=== Listed entries ===
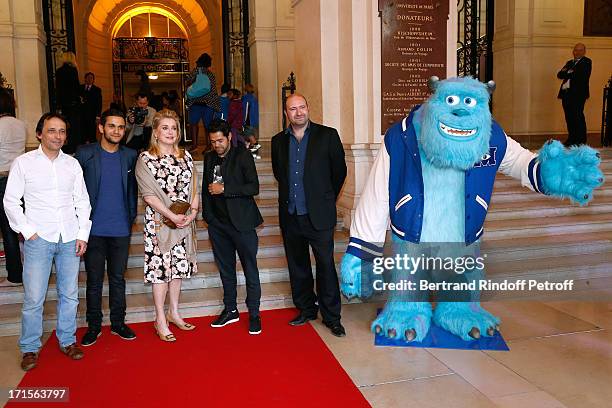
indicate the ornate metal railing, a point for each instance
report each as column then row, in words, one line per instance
column 59, row 29
column 235, row 14
column 475, row 39
column 150, row 48
column 287, row 89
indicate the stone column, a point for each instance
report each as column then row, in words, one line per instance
column 22, row 39
column 532, row 42
column 272, row 58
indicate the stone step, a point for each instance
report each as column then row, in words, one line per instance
column 522, row 228
column 208, row 301
column 200, row 302
column 273, row 267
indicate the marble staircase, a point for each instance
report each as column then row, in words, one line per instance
column 527, row 236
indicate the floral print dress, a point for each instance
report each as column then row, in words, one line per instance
column 174, row 177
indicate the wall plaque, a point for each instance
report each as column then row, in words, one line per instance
column 413, row 49
column 597, row 18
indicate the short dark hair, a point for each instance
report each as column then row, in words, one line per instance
column 50, row 115
column 204, row 61
column 7, row 102
column 111, row 112
column 219, row 125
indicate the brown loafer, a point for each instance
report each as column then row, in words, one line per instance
column 29, row 361
column 73, row 351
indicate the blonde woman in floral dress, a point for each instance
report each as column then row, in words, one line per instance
column 166, row 174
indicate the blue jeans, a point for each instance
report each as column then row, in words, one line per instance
column 38, row 257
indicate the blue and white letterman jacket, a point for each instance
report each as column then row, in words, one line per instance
column 390, row 197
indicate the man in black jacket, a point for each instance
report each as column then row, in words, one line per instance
column 108, row 170
column 92, row 107
column 574, row 92
column 228, row 186
column 308, row 163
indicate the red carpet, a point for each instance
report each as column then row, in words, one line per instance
column 284, row 366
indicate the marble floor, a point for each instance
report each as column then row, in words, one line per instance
column 560, row 356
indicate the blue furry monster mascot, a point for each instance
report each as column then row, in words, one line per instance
column 432, row 180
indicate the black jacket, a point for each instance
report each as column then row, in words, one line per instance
column 67, row 86
column 241, row 184
column 579, row 78
column 324, row 174
column 92, row 101
column 88, row 157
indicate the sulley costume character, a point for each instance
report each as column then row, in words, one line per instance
column 433, row 180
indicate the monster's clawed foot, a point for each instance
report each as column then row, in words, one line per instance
column 409, row 321
column 467, row 320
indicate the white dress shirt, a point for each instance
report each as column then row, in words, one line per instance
column 55, row 196
column 12, row 141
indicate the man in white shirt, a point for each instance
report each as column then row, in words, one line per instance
column 55, row 227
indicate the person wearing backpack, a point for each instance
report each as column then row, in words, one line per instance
column 203, row 101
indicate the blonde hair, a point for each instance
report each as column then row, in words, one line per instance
column 154, row 149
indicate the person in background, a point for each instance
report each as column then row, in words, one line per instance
column 235, row 117
column 118, row 104
column 308, row 187
column 145, row 85
column 55, row 226
column 68, row 94
column 140, row 122
column 12, row 145
column 250, row 107
column 204, row 108
column 166, row 174
column 229, row 185
column 92, row 108
column 225, row 99
column 108, row 169
column 573, row 92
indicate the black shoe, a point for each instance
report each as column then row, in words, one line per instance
column 124, row 332
column 226, row 317
column 336, row 328
column 254, row 325
column 90, row 337
column 302, row 319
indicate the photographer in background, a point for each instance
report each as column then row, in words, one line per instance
column 140, row 123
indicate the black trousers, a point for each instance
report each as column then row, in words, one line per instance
column 226, row 241
column 574, row 118
column 111, row 252
column 10, row 239
column 298, row 235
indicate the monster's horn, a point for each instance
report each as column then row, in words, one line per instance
column 433, row 83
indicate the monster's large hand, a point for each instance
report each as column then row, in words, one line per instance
column 356, row 277
column 572, row 173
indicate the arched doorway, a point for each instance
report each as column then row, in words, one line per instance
column 150, row 54
column 193, row 26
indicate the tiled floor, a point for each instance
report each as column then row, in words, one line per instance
column 560, row 356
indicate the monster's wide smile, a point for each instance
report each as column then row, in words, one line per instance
column 455, row 132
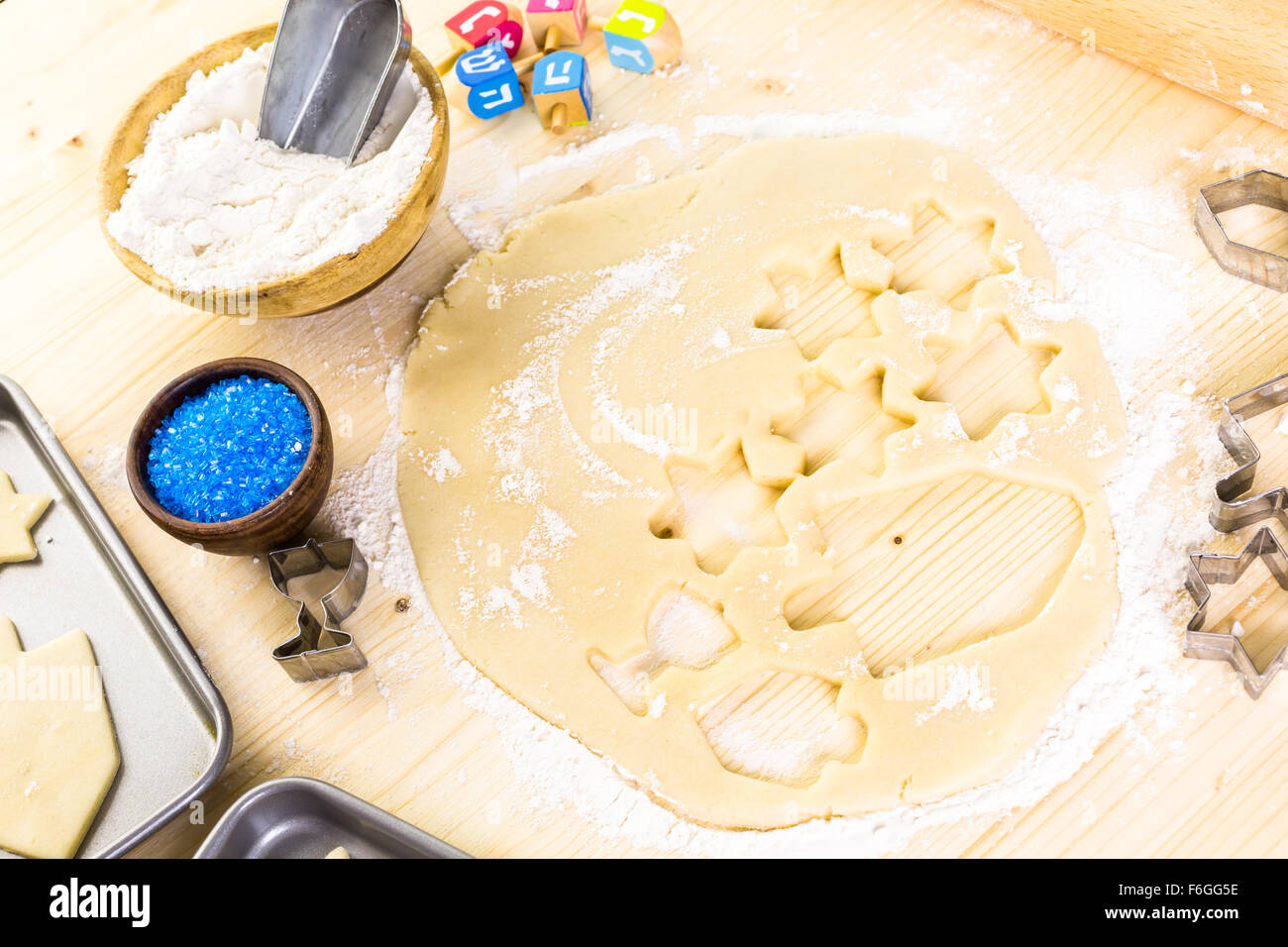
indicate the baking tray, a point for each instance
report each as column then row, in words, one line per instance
column 296, row 817
column 171, row 724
===
Exercise objective: Recast the material between the lines holding "indicate the black trousers, a" and "column 298, row 235", inclusive, as a Markdown table with the columns Row and Line. Number each line in order and omit blank lines.

Output below:
| Row | Line |
|---|---|
| 1 | indicate the black trousers, a point for each instance |
| 2 | report each as column then row, in words, one line per instance |
| 3 | column 226, row 241 |
| 4 | column 574, row 118 |
| 5 | column 111, row 252 |
| 6 | column 10, row 239 |
| 7 | column 298, row 235 |